— Given entries —
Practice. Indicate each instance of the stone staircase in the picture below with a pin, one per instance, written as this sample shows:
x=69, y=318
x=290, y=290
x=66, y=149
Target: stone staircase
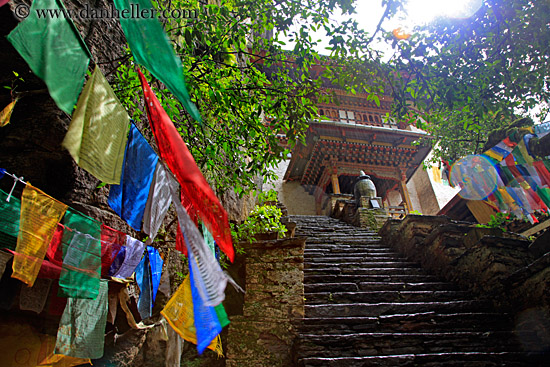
x=368, y=306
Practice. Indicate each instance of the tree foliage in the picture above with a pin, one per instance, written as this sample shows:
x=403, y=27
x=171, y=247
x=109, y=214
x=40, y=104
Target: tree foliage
x=246, y=83
x=467, y=77
x=459, y=79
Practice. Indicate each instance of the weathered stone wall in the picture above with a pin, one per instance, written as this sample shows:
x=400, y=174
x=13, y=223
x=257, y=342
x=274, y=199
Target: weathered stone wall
x=264, y=335
x=493, y=264
x=30, y=146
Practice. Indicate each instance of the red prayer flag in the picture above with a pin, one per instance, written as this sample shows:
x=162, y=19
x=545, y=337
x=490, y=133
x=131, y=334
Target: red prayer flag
x=111, y=243
x=199, y=197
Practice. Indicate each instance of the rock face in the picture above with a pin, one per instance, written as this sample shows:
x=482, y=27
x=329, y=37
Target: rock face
x=367, y=305
x=264, y=335
x=492, y=264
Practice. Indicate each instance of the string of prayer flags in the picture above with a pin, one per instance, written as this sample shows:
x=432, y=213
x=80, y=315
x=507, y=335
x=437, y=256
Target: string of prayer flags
x=98, y=131
x=155, y=262
x=23, y=346
x=54, y=51
x=34, y=298
x=210, y=279
x=40, y=214
x=55, y=250
x=179, y=314
x=4, y=259
x=81, y=268
x=5, y=114
x=207, y=325
x=77, y=221
x=81, y=332
x=129, y=198
x=174, y=152
x=143, y=279
x=111, y=244
x=152, y=48
x=158, y=202
x=133, y=253
x=9, y=220
x=118, y=261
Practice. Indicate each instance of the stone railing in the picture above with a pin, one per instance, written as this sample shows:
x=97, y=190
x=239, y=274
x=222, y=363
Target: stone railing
x=495, y=265
x=264, y=335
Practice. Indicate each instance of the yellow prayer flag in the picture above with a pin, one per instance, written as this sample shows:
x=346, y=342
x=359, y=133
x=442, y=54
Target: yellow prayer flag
x=99, y=130
x=40, y=214
x=5, y=115
x=179, y=314
x=437, y=174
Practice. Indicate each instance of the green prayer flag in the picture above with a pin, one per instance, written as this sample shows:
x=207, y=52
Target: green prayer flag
x=151, y=48
x=81, y=246
x=54, y=51
x=81, y=330
x=9, y=221
x=544, y=194
x=99, y=130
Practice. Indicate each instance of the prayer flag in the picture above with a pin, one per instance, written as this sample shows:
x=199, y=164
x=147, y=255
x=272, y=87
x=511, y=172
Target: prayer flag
x=98, y=132
x=5, y=114
x=4, y=259
x=119, y=260
x=10, y=212
x=81, y=330
x=436, y=174
x=23, y=346
x=174, y=152
x=151, y=48
x=543, y=173
x=179, y=314
x=133, y=253
x=155, y=262
x=34, y=298
x=40, y=214
x=111, y=243
x=129, y=198
x=210, y=279
x=207, y=325
x=81, y=267
x=158, y=202
x=54, y=51
x=143, y=279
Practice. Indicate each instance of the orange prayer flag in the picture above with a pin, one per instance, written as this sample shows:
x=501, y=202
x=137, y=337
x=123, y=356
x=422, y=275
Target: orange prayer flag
x=40, y=214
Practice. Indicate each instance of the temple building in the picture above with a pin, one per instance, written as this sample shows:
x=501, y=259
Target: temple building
x=356, y=135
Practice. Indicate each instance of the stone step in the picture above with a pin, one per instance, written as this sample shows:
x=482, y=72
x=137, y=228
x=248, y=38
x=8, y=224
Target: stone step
x=377, y=286
x=383, y=296
x=361, y=271
x=339, y=258
x=342, y=248
x=372, y=263
x=335, y=251
x=416, y=322
x=377, y=344
x=390, y=308
x=347, y=278
x=453, y=359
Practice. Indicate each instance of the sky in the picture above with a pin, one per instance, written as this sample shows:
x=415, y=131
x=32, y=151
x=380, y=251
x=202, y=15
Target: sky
x=419, y=12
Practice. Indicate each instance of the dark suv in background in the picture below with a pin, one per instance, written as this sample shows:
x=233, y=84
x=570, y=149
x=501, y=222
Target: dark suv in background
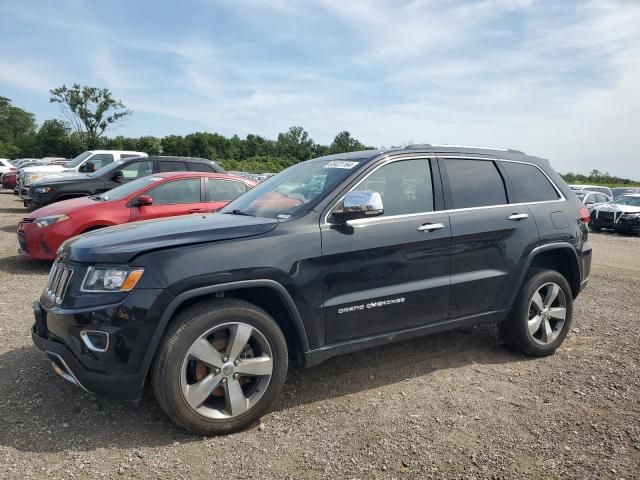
x=65, y=186
x=332, y=255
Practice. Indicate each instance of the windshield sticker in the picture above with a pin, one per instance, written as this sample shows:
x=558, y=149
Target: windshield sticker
x=341, y=164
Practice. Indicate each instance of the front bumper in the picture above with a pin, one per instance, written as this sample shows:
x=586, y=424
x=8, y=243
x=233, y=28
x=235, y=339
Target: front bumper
x=117, y=372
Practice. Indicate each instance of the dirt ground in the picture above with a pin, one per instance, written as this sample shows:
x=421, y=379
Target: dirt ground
x=452, y=405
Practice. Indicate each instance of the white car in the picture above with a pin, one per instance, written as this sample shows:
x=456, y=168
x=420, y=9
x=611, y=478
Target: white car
x=6, y=166
x=86, y=162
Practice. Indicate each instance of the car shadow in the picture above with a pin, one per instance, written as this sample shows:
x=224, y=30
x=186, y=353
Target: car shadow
x=40, y=412
x=19, y=265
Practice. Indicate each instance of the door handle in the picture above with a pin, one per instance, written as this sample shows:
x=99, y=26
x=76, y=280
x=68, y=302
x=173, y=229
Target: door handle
x=430, y=227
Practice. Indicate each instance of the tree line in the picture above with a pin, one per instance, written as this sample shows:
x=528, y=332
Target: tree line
x=89, y=112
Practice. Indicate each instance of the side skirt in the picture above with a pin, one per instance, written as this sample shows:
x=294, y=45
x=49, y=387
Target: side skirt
x=319, y=355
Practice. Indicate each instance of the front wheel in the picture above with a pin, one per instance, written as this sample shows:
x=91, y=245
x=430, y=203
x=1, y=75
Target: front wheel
x=541, y=316
x=220, y=367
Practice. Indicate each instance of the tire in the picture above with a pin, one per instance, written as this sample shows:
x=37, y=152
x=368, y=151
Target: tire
x=519, y=331
x=236, y=399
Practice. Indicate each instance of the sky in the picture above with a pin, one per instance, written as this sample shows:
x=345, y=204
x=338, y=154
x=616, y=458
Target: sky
x=556, y=79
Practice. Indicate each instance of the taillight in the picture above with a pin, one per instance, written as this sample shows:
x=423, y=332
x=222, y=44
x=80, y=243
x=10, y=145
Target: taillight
x=584, y=214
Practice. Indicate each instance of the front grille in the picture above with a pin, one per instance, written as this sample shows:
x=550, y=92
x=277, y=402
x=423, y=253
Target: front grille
x=58, y=282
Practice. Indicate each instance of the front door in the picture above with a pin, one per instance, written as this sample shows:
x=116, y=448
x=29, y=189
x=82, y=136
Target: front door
x=177, y=197
x=391, y=272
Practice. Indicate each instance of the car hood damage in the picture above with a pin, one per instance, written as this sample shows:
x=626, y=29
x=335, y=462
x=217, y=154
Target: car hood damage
x=122, y=243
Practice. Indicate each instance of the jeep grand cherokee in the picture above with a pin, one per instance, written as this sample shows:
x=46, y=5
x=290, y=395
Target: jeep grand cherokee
x=332, y=255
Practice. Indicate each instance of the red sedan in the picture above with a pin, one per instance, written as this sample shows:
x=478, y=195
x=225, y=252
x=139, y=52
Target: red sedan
x=160, y=195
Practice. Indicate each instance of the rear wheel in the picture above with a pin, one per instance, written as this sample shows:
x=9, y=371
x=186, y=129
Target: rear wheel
x=220, y=367
x=541, y=317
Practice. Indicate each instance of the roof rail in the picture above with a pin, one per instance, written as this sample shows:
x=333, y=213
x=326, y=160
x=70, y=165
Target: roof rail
x=422, y=145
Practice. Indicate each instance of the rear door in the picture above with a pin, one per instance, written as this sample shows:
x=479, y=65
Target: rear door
x=490, y=239
x=220, y=191
x=388, y=273
x=177, y=197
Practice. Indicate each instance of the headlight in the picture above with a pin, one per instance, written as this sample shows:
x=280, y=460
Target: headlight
x=46, y=221
x=111, y=279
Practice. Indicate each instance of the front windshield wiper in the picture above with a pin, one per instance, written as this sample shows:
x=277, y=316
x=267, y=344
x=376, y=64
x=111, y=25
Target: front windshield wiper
x=238, y=212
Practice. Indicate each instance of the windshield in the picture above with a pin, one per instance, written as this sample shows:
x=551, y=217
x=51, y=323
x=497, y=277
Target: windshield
x=294, y=190
x=79, y=159
x=632, y=201
x=127, y=189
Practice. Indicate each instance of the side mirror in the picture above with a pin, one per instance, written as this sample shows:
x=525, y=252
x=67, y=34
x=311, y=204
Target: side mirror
x=87, y=167
x=358, y=205
x=118, y=176
x=143, y=201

— Exercise goal —
How many lines of the entries hold the word "below"? Respond with the number alone.

— Task output —
2